== PROBLEM ==
Copy every line of the material below word for word.
———
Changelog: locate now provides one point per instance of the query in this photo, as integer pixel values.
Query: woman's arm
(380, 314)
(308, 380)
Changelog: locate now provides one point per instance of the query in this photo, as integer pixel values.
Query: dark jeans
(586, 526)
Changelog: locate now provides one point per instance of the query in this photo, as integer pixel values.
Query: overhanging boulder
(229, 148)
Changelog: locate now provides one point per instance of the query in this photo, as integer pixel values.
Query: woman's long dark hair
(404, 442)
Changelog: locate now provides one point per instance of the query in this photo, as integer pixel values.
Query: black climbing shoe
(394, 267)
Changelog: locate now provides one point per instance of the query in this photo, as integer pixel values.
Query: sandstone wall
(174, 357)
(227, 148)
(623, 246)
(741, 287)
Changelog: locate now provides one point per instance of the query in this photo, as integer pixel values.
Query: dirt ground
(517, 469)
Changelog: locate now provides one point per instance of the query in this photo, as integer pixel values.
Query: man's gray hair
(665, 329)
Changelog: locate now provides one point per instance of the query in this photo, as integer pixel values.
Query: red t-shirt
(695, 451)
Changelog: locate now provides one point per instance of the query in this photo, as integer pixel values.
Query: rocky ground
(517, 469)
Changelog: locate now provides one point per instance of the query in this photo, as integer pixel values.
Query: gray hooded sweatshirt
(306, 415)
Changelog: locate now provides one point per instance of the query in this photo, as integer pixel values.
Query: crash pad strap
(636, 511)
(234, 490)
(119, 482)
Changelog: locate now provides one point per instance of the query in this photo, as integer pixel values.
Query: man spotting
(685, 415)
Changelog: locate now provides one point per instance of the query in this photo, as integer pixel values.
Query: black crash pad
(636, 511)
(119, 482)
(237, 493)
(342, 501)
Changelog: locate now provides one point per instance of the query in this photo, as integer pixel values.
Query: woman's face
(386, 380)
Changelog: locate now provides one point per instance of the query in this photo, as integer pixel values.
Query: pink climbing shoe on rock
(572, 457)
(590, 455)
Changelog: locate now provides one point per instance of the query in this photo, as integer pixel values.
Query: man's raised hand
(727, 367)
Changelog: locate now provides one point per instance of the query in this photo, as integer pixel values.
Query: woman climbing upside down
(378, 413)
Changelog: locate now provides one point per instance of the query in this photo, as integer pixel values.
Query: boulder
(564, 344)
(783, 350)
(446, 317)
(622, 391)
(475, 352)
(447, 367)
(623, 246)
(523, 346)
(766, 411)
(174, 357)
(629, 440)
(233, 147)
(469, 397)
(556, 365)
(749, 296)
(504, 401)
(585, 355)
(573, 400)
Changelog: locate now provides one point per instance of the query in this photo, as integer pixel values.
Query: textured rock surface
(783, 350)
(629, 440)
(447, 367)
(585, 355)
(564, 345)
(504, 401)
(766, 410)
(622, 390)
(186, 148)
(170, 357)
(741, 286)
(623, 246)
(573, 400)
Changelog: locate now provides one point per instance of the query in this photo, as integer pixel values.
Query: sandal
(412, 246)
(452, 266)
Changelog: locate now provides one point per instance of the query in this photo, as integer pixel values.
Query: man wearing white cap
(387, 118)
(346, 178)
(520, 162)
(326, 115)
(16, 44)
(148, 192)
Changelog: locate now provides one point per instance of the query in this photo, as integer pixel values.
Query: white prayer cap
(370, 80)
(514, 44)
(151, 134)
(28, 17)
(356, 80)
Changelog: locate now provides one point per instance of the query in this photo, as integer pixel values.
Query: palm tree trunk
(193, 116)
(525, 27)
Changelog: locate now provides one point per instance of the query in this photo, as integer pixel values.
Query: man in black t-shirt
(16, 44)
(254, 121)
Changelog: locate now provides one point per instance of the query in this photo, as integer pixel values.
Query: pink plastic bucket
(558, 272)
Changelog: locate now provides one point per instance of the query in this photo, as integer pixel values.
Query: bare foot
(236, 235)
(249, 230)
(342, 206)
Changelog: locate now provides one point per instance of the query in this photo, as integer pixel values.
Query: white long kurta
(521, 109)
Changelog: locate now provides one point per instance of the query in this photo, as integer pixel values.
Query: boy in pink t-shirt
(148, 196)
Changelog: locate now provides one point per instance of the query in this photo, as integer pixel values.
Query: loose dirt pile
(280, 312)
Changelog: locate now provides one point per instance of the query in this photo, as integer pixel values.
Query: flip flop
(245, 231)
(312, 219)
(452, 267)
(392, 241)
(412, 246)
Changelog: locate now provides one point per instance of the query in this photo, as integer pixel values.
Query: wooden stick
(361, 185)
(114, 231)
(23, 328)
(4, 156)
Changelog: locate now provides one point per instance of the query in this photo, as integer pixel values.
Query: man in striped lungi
———
== SOLVED EXERCISE ==
Changelog: locate now provides one point per instance of the query in this photo, as integer pixel values.
Query: woman's arm
(380, 314)
(308, 380)
Changelog: locate now provides one point per instance of the query in this photo, as integer pixel values.
Query: dark jeans
(586, 526)
Changelog: locate now provides one point per instance of the query in this photo, as integer pixel values.
Query: overhanging boulder
(229, 148)
Changelog: locate now provides one point per instance of the query in this photo, as integer pixel values.
Query: woman's long dark hair
(404, 442)
Changelog: locate now provides one point per instance of the query in this photo, as integer pixel values.
Query: black climbing shoe
(394, 267)
Changelog: locate now provides one point per instance of the query in this photo, as integer pixel values.
Query: sandstone wall
(174, 357)
(227, 148)
(623, 246)
(741, 287)
Changelog: locate now provides one point per instance of the query in this photo, as integer pixel values.
Query: dirt ground
(517, 469)
Changelog: locate now provides one point per instance of the query in this photo, as integer pixel values.
Query: man's gray hair
(665, 329)
Changelog: locate now provides one point per instance of the query in this photo, as integer pixel values.
Query: red t-shirt
(695, 451)
Changelog: locate now provides one point per instance of the query in this photo, as integer pixel values.
Query: rocky ground
(517, 469)
Changelog: locate now provides one point per instance of the query in this photo, as integer pixel values.
Query: gray hooded sweatshirt
(306, 415)
Changelog: locate now provides one point per instance of the query in this photo, as integer pixel values.
Query: crash pad strap
(636, 511)
(234, 490)
(119, 482)
Changelog: locate now provides one point per instance of the query in this photo, as integer pixel values.
Query: man spotting
(685, 415)
Changelog: locate now provides one point per instance of the query in this photo, as integer pixel values.
Query: black crash pad
(636, 511)
(119, 482)
(237, 493)
(342, 501)
Changelog: locate now provides one point per instance of the query in this photo, as integer pixel values.
Query: woman's face
(386, 380)
Changelog: locate now provides one point per instance of the query in this photo, as integer pixel values.
Query: pink climbing shoe on rock
(572, 457)
(590, 455)
Changelog: locate now provides one point per instance of the query in this photo, as integer pixel values.
Query: man's raised hand
(727, 367)
Changelog: locate now provides one point per instance of the query in this photo, as integer pixel values.
Query: woman climbing upside down
(378, 413)
Changelog: locate now provides one point per instance of the query in this photo, as integer pixel values.
Query: boulder
(564, 344)
(783, 350)
(446, 317)
(622, 391)
(475, 352)
(447, 367)
(623, 246)
(523, 346)
(766, 411)
(174, 357)
(629, 440)
(233, 147)
(469, 397)
(556, 365)
(749, 296)
(504, 401)
(585, 355)
(573, 400)
Changelog: locate now provides one point per instance of the query in this photo, as integer pixel values.
Query: textured rock surface
(783, 350)
(629, 440)
(447, 367)
(585, 355)
(564, 345)
(504, 401)
(766, 410)
(622, 390)
(186, 148)
(170, 357)
(741, 286)
(623, 246)
(573, 400)
Changelog: locate now provides one point per instance of the query in this photo, as integer pixel values.
Query: sandal
(412, 246)
(452, 266)
Changelog: locate now provides one point per instance of the query in this photo, as integer pixel values.
Query: man wearing white cap
(387, 118)
(346, 178)
(520, 162)
(326, 115)
(16, 44)
(148, 192)
Changelog: locate now provides one point per instance of the query in this photo, as integer pixel values.
Query: white prayer cap
(370, 80)
(514, 44)
(151, 134)
(28, 17)
(356, 80)
Changelog: locate now provides one point per instance of the query in this photo, as integer pixel values.
Query: palm tree trunk
(193, 116)
(525, 27)
Changelog: locate now provides one point per instance of the query in this photo, as integer pixel values.
Query: man in black t-shirt
(16, 44)
(254, 121)
Changelog: locate now provides one point per instance of the query in this photo, as integer pixel values.
Query: pink plastic bucket
(558, 272)
Changelog: locate now provides one point per instance of the query in this photo, as integer pixel values.
Query: bare foot
(236, 235)
(249, 230)
(342, 206)
Changelog: locate now provides one point per instance of the query in this photo, as integer pixel values.
Query: white long kurta
(521, 109)
Changelog: locate now provides one point per instance of the query in this photo, as integer pixel values.
Query: boy in pink t-shirt
(148, 196)
Changelog: locate now provides one point per instance of the query in this photo, as integer pixel values.
Query: loose dirt pile
(280, 312)
Changelog: locate now provides one point per instance of the query in this photo, as integer pixel values.
Query: flip flop
(245, 231)
(312, 219)
(452, 267)
(392, 241)
(412, 246)
Changelog: locate now provides one point per instance of the query in this photo, as integer pixel values.
Query: wooden stick
(361, 185)
(114, 231)
(23, 328)
(4, 156)
Changelog: locate now provides one point per instance of the query in this photo, as integer pixel values.
Query: man in striped lungi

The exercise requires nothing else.